Our Lady of Guadalupe

Our Lady of Guadalupe is an iconic manifestation of the “Dark Virgin” Mary celebrated widely throughout the Americas, particularly in Mesoamerica and the American Southwest. Represented in art, literature, and even politics as a unifying symbol of indigenous rights, the Virgen de Guadalupe and Juan Diego are classic and much-loved representations of modern Mexico—a blend of Mexican folklore, European religious influence and official sanction, and ancient myth. The Virgin of Guadalupe is celebrated as a Hispanic or mestiza version of the religious figure and has both has been accepted by the Catholic Church and has had its authenticity debated by some of its officials.

Fee

The Virgin Mary Shrine at the Santuario de Guadalupe in the Guadalupe District in Santa Fe, New Mexico, the oldest shrine to Our Lady of Guadalupe in the United States. Immensely popular throughout Central America and the Southwest of the United States, Our Lady of Guadalupe offers a mestiza Madonna or “Dark Virgin Mary” which has fired the devotion of believers, most especially indigenous Catholics, for centuries. (Ralph Brannan/Dreamstime.com)

This Marian cult originated with a folkloric story that was largely accepted as official by the Catholic Church as early as 1648, with the approval of a version of the story recounted by Miquel Sánchez, titled Imagen de la Virgen María. Within that account, Sánchez dates the cult of the Virgin back to 1531, citing earlier oral versions as his source material. In this version, Sánchez describes the Virgin’s image as that of the Woman of the Apocalypse from Revelations 11:19 to 12:1–18 (and therefore, a sign of the Second Coming of Jesus Christ).

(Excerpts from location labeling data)
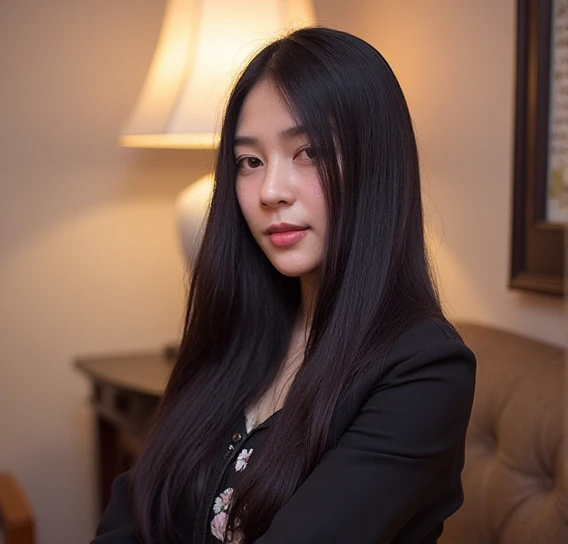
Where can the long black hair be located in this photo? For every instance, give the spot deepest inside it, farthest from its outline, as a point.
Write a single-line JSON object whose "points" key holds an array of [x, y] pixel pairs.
{"points": [[375, 282]]}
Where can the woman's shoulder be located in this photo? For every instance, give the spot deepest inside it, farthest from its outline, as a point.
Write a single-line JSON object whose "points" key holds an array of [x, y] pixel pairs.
{"points": [[427, 339]]}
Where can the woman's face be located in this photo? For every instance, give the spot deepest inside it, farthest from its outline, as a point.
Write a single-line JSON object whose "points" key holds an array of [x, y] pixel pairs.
{"points": [[277, 184]]}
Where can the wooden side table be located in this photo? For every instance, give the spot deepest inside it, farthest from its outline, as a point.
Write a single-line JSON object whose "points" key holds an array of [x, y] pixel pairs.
{"points": [[125, 392]]}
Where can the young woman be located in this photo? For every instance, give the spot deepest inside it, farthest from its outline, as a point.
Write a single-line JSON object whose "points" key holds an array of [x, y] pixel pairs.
{"points": [[320, 396]]}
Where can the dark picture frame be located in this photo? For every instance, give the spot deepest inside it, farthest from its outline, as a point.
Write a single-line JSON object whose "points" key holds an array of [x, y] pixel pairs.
{"points": [[537, 244]]}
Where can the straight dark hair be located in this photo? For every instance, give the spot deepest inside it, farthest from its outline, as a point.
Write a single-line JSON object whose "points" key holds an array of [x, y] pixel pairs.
{"points": [[375, 283]]}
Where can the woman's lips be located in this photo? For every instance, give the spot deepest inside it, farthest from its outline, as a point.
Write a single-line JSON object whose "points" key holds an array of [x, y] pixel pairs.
{"points": [[287, 238]]}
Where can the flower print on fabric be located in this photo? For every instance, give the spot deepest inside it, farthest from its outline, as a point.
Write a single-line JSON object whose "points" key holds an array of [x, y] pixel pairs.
{"points": [[221, 507], [223, 501], [243, 459], [219, 525]]}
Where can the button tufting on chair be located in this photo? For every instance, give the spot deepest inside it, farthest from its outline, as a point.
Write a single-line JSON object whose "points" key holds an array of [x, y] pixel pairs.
{"points": [[515, 479]]}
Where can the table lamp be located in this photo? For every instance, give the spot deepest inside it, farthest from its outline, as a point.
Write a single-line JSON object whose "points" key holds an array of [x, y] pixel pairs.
{"points": [[203, 45]]}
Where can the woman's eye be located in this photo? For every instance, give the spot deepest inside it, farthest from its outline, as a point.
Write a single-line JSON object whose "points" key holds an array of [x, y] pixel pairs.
{"points": [[306, 153], [249, 162]]}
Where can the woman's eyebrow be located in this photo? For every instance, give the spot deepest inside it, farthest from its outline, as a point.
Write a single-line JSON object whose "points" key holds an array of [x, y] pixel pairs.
{"points": [[286, 134]]}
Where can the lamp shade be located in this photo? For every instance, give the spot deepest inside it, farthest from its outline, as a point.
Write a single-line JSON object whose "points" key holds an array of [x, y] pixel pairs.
{"points": [[203, 46]]}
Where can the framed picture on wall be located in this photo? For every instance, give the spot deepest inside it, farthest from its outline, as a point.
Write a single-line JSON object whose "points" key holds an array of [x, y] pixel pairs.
{"points": [[540, 207]]}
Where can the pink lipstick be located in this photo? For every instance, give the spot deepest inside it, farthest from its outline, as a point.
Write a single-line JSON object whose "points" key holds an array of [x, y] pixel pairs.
{"points": [[285, 234]]}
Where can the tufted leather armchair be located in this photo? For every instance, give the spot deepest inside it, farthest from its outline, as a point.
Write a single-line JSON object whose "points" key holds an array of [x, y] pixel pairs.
{"points": [[515, 477]]}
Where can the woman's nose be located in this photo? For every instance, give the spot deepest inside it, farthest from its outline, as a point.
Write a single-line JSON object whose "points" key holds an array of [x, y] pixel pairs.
{"points": [[277, 186]]}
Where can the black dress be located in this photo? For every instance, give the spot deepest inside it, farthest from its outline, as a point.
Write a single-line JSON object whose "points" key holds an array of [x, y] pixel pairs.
{"points": [[245, 444], [391, 472]]}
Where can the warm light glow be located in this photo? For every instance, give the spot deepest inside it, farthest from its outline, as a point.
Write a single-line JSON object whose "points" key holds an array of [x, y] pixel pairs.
{"points": [[203, 45]]}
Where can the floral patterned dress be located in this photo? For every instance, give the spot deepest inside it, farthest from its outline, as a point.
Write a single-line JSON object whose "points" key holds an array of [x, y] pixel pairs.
{"points": [[249, 446]]}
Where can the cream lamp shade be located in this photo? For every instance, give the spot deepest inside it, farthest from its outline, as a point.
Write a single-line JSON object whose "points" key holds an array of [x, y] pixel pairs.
{"points": [[203, 46]]}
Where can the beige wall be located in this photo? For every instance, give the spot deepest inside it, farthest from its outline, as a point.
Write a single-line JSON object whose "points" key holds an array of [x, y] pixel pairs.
{"points": [[88, 256]]}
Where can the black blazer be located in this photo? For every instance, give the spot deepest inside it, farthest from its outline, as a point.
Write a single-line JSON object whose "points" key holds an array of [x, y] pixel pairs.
{"points": [[394, 475]]}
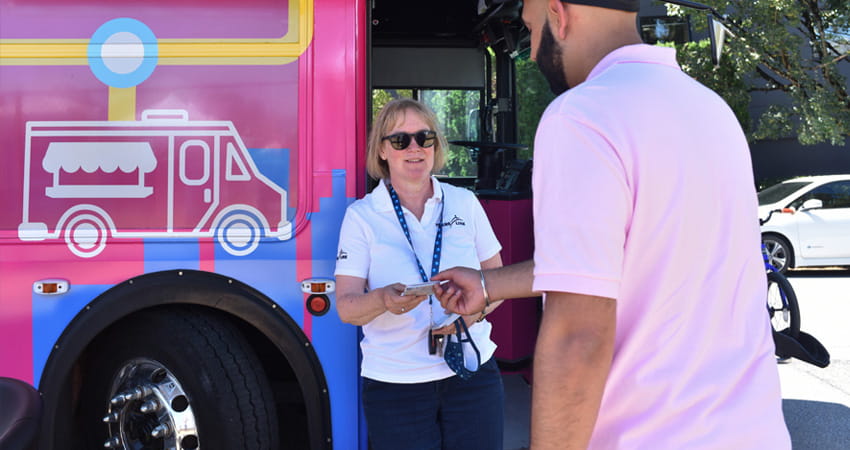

### REQUIRED ACTIONS:
**A)** Decide whether each statement agrees with the passage on Our Lady of Guadalupe, answering yes or no and quoting the words that settle it: (i) The Catholic Church had accepted the story as official as early as 1648. (ii) Sánchez dates the cult of the Virgin back to 1648. (iii) The Santuario de Guadalupe in Santa Fe is the oldest shrine to Our Lady of Guadalupe in the United States.
**B)** Please transcribe part of the passage on Our Lady of Guadalupe: begin at the words "This Marian cult" and stop after "of Jesus Christ).".
The rows are not needed for anything here.

### RESPONSES PER TASK:
**A)**
(i) Yes: "largely accepted as official by the Catholic Church as early as 1648"
(ii) No: "Sánchez dates the cult of the Virgin back to 1531"
(iii) Yes: "the oldest shrine to Our Lady of Guadalupe in the United States"

**B)**
This Marian cult originated with a folkloric story that was largely accepted as official by the Catholic Church as early as 1648, with the approval of a version of the story recounted by Miquel Sánchez, titled Imagen de la Virgen María. Within that account, Sánchez dates the cult of the Virgin back to 1531, citing earlier oral versions as his source material. In this version, Sánchez describes the Virgin’s image as that of the Woman of the Apocalypse from Revelations 11:19 to 12:1–18 (and therefore, a sign of the Second Coming of Jesus Christ).